# Start of PROVIDED RECORDS

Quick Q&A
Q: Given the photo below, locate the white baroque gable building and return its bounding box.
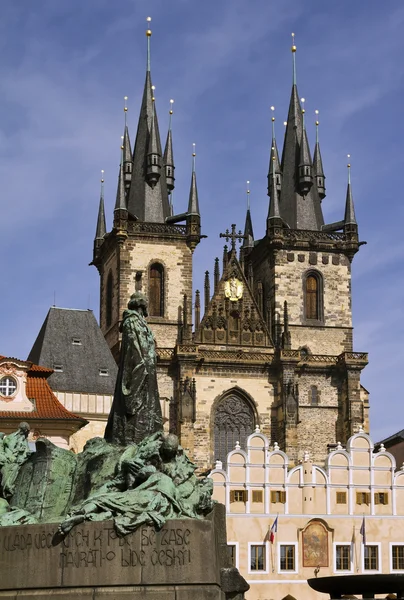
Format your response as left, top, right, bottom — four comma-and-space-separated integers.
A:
210, 428, 404, 600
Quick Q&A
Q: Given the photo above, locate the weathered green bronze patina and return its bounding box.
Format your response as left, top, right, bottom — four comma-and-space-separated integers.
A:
105, 292, 163, 445
0, 292, 213, 536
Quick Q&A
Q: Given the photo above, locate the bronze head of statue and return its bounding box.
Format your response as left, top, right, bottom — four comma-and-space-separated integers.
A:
128, 292, 148, 317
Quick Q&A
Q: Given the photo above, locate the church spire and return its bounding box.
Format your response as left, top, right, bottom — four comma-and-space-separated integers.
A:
344, 154, 358, 227
278, 34, 324, 231
268, 106, 282, 196
163, 100, 175, 194
114, 142, 127, 213
94, 170, 107, 247
188, 144, 200, 216
122, 96, 132, 190
313, 110, 325, 200
128, 17, 170, 223
242, 181, 254, 252
299, 98, 313, 196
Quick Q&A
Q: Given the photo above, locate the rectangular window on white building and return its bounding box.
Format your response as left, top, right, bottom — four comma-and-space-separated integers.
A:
363, 544, 379, 571
279, 544, 296, 571
335, 544, 352, 571
249, 544, 267, 572
391, 544, 404, 571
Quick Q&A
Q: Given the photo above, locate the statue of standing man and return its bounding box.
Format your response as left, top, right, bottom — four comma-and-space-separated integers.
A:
104, 292, 163, 446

# End of PROVIDED RECORDS

Copy the records from their start through the line containing "210, 428, 404, 600", swapping "photo" for "image" and keeping everything else the same. Leave out the picture.

Quick Q&A
Q: Given the image below, locate the white baroque gable building and return its bounding box.
Format your response as left, top, right, bottom — four comma-and-space-separated integers.
A:
210, 428, 404, 600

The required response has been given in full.